SOURCE PASSAGE:
════════

FDA Releases Exceptions to Labeling Requirements for Strategic National Stockpile
Posted 07 February 2012 | By
The US Food and Drug Administration (FDA) released a new final rule on 6 February 2012 that allows FDA center directors leeway in the labeling requirements for products held at the Strategic National Stockpile (SNS).
SNS is a stockpile of drug products to be used in the case of a national emergency, such as an outbreak of disease. Products at the stockpile are frequently overseen by FDA due to the need for continued stability testing and labeling updates. Instead of replacing products in the SNS at the manufacturer's labeled date of expiry, FDA conducts regular stability testing to prolong the shelf life of the products and save SNS money.
The final rule issued by FDA, Exceptions or Alternatives to Labeling Requirements for Products Held by the Strategic National Stockpile, is intended to make sure that FDA center directors have the authority to grant exceptions to labeling requirements, which might otherwise "render such products misbranded under section 502 of the Federal Food, Drug and Cosmetic Act.
"Under this rule, the appropriate FDA center director may grant exceptions or alternatives to certain regulatory labeling requirements applicable to medical products that are or will be included in the SNS if he or she determines that compliance with the labeling requirements could adversely affect the safety, effectiveness, or availability of specified lots, batches, or other units of medical products that are or will be included in the SNS," says the notice in the Federal Register. "An exception or alternative granted under this rule may include conditions or safeguards deemed appropriate by the FDA Center Director to ensure that the labeling for such products includes information necessary for the safe and effective use of the product given the product's anticipated circumstances of use."

════════

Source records
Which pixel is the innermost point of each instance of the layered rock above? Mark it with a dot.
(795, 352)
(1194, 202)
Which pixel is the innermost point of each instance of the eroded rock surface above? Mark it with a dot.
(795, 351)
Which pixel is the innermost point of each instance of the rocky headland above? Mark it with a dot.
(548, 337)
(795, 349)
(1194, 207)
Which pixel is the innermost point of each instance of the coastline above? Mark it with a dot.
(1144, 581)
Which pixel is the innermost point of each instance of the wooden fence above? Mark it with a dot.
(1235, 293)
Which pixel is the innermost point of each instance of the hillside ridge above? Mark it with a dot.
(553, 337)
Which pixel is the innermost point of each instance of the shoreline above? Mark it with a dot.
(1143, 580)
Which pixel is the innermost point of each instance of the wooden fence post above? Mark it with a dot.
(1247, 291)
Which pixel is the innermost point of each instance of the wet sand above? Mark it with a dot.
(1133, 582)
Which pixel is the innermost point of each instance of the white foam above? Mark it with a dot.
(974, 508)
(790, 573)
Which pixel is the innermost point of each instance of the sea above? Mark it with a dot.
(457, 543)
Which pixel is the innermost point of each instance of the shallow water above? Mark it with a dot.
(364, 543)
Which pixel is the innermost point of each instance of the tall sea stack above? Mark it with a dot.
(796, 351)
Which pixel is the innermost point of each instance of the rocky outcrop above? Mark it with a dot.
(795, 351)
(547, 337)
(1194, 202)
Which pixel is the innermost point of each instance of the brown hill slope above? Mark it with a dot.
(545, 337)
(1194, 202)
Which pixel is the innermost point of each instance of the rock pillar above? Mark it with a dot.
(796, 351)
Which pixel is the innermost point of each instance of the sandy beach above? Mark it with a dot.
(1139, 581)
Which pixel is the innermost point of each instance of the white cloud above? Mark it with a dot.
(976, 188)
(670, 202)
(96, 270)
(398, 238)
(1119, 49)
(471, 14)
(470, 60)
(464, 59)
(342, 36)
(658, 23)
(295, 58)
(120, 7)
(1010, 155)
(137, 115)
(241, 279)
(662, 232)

════════

QUESTIONS TO ANSWER:
(A) From the stockpile labeling article, reproduce the text from "FDA Releases Exceptions" up to and including "save SNS money.", switching "stability testing" to "potency testing".
(B) Please list the three qualities of specified medical product units that, according to the stockpile labeling article, compliance with the labeling requirements could adversely affect.
(C) Answer these questions using the stockpile labeling article.
(i) On what date did FDA release the new final rule?
(ii) Under which section of which act could the labeling requirements otherwise render such products misbranded?
(iii) What does FDA conduct instead of replacing products at the manufacturer's labeled date of expiry?

EXPECTED RESULTS:
(A)
FDA Releases Exceptions to Labeling Requirements for Strategic National Stockpile
Posted 07 February 2012 | By
The US Food and Drug Administration (FDA) released a new final rule on 6 February 2012 that allows FDA center directors leeway in the labeling requirements for products held at the Strategic National Stockpile (SNS).
SNS is a stockpile of drug products to be used in the case of a national emergency, such as an outbreak of disease. Products at the stockpile are frequently overseen by FDA due to the need for continued potency testing and labeling updates. Instead of replacing products in the SNS at the manufacturer's labeled date of expiry, FDA conducts regular potency testing to prolong the shelf life of the products and save SNS money.

(B) safety, effectiveness, availability

(C)
(i) 6 February 2012
(ii) Section 502 of the Federal Food, Drug and Cosmetic Act
(iii) Regular stability testing